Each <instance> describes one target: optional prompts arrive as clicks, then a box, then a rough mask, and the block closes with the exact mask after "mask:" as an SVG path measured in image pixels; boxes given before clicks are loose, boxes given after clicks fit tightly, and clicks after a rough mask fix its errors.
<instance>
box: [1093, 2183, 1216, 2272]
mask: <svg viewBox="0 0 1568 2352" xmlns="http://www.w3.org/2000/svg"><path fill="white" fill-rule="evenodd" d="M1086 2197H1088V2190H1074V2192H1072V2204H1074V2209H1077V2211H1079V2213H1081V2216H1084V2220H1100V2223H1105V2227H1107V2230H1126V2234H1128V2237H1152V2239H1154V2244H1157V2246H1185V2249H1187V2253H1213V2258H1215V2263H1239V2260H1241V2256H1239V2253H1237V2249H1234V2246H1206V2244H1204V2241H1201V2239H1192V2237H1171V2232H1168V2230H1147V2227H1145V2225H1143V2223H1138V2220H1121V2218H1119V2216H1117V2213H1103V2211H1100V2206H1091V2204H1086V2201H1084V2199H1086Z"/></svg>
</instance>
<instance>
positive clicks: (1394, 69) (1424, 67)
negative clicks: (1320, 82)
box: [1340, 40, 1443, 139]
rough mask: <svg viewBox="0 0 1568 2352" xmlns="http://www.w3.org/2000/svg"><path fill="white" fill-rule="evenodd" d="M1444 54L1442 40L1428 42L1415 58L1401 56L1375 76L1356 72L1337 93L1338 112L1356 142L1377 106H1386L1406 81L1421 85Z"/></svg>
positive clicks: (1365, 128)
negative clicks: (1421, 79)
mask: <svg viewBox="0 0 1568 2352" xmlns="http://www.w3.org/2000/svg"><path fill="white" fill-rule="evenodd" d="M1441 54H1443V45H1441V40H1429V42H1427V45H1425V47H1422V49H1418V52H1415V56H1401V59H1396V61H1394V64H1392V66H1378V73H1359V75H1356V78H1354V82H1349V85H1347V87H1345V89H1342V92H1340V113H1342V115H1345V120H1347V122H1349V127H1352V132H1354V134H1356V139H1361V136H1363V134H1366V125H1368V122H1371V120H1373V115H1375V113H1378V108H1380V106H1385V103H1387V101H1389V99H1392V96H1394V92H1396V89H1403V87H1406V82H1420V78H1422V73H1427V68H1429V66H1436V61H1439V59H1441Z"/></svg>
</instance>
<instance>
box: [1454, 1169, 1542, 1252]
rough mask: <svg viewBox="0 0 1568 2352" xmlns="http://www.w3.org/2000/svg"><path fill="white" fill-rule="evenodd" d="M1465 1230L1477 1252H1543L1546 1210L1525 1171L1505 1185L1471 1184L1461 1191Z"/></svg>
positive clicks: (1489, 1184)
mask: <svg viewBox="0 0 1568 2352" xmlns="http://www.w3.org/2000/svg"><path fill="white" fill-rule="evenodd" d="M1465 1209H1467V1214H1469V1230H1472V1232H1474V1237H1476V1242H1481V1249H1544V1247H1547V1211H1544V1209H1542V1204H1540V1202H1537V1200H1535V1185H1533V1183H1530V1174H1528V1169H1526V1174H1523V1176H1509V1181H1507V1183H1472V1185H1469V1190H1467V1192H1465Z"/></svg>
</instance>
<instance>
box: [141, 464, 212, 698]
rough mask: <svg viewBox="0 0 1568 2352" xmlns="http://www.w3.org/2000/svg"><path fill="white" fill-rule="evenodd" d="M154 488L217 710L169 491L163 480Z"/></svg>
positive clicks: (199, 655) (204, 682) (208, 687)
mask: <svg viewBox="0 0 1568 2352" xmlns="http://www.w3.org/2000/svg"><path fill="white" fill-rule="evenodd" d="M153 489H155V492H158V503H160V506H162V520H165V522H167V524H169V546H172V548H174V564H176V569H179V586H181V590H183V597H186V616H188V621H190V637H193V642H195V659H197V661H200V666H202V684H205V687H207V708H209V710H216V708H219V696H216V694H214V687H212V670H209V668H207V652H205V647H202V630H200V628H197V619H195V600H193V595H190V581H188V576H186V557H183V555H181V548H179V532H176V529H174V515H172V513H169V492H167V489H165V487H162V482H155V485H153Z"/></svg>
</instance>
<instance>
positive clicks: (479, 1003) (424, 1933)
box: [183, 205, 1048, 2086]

**********

• Work to be completed: Quote the listing above, but only from the line that shows "negative clicks: (1320, 82)" through the line that shows "1230L1477 1252H1543L1546 1210L1525".

• The answer:
negative clicks: (1320, 82)
box: [1340, 40, 1443, 139]
rough mask: <svg viewBox="0 0 1568 2352" xmlns="http://www.w3.org/2000/svg"><path fill="white" fill-rule="evenodd" d="M1444 54L1442 40L1428 42L1415 58L1401 56L1375 76L1356 72L1337 93L1338 112L1356 142L1377 106H1386L1406 81L1421 85Z"/></svg>
positive clicks: (1365, 128)
negative clicks: (1421, 79)
mask: <svg viewBox="0 0 1568 2352" xmlns="http://www.w3.org/2000/svg"><path fill="white" fill-rule="evenodd" d="M1441 54H1443V45H1441V40H1429V42H1427V45H1425V47H1422V49H1418V52H1415V56H1401V59H1396V61H1394V64H1392V66H1378V73H1359V75H1356V78H1354V82H1349V85H1347V87H1345V89H1342V92H1340V113H1342V115H1345V120H1347V122H1349V127H1352V132H1354V134H1356V139H1361V136H1363V134H1366V125H1368V122H1371V120H1373V115H1375V113H1378V108H1380V106H1385V103H1387V101H1389V99H1392V96H1394V92H1396V89H1403V87H1406V82H1420V78H1422V73H1427V68H1429V66H1436V61H1439V59H1441Z"/></svg>
</instance>
<instance>
box: [1454, 1169, 1542, 1252]
rough mask: <svg viewBox="0 0 1568 2352" xmlns="http://www.w3.org/2000/svg"><path fill="white" fill-rule="evenodd" d="M1465 1230L1477 1252H1543L1546 1210L1525 1171L1505 1185L1471 1184L1461 1191Z"/></svg>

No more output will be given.